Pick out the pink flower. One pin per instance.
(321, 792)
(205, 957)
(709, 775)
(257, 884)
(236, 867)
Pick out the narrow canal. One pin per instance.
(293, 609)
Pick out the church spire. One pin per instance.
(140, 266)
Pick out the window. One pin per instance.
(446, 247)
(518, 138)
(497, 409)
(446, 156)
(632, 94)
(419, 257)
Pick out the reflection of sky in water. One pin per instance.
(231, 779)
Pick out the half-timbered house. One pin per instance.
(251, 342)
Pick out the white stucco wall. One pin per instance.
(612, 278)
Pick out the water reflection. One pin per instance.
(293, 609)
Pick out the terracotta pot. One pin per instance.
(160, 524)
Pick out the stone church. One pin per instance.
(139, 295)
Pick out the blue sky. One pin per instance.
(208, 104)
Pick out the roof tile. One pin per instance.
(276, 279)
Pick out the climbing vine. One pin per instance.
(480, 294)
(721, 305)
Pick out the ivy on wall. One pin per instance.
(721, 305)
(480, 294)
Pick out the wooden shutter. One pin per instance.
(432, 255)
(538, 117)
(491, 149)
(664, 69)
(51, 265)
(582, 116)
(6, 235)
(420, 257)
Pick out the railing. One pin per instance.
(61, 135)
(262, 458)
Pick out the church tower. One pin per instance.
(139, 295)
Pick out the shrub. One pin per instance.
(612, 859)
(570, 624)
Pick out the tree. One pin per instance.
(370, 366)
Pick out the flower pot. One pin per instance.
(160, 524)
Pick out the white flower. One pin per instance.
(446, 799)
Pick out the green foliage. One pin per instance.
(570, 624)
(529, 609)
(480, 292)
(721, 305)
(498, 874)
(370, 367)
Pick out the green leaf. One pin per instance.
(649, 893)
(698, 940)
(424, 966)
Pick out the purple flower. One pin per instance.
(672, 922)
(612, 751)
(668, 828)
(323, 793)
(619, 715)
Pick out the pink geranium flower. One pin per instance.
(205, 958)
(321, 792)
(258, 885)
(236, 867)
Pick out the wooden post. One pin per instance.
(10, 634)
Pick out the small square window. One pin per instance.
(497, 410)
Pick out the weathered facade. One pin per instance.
————————
- [WHAT YOU WILL DO]:
Please revise all of the entries above so that "Pick out" becomes "Mark" wherever it occurs, and keep everything else the same.

- [ANSWER TO THE PROBLEM]:
Mark the pink flower. One pin per instance.
(321, 792)
(205, 957)
(709, 775)
(257, 884)
(236, 867)
Mark the narrow canal. One pin per instance.
(293, 609)
Mark the church spire. One pin per instance.
(140, 266)
Mark the window. One pin per instance.
(446, 247)
(518, 138)
(497, 409)
(446, 156)
(632, 94)
(419, 257)
Mark the reflection of sky in water. One pin per instance.
(231, 779)
Mark the half-timbered house. One pin per instance.
(251, 342)
Mark the white stucco wall. One pin per instance.
(612, 278)
Mark the water reflection. One pin per instance.
(293, 609)
Mark the terracotta pot. One pin per instance.
(160, 524)
Mark the stone church. One pin per instance.
(139, 295)
Mark the blue sky. One pin per instance.
(208, 104)
Mark the roof tile. One pin per instance.
(276, 279)
Mark the climbing vine. One pin per instance.
(480, 294)
(721, 305)
Mark the ivy on wall. One pin per instance.
(721, 305)
(480, 294)
Mark the wooden shutter. One pin per instance.
(432, 255)
(538, 117)
(491, 149)
(664, 69)
(51, 265)
(582, 116)
(6, 235)
(420, 257)
Mark the railing. One pin per instance.
(61, 135)
(262, 458)
Mark the church tower. One pin per instance.
(139, 295)
Mark the shrub. One pin per instance.
(612, 859)
(570, 624)
Mark the tree. One pin per instance.
(370, 366)
Mark the flower pot. One pin per instance.
(160, 524)
Mark the white flower. One pin per instance.
(446, 799)
Mark the green foliage. One pin per instance.
(570, 624)
(529, 609)
(480, 292)
(721, 305)
(498, 874)
(370, 367)
Mark the green leaf. One pin per instance.
(649, 893)
(698, 940)
(424, 966)
Mark the purple flower. One pin per instance.
(672, 922)
(612, 751)
(668, 828)
(323, 793)
(619, 715)
Mark the pink geranium flower. One pin per instance.
(205, 958)
(321, 792)
(258, 885)
(236, 867)
Mark the wooden post. One pin per instance.
(10, 634)
Mark the small square window. One pin per instance.
(497, 410)
Mark the weathered facade. One pin per instance.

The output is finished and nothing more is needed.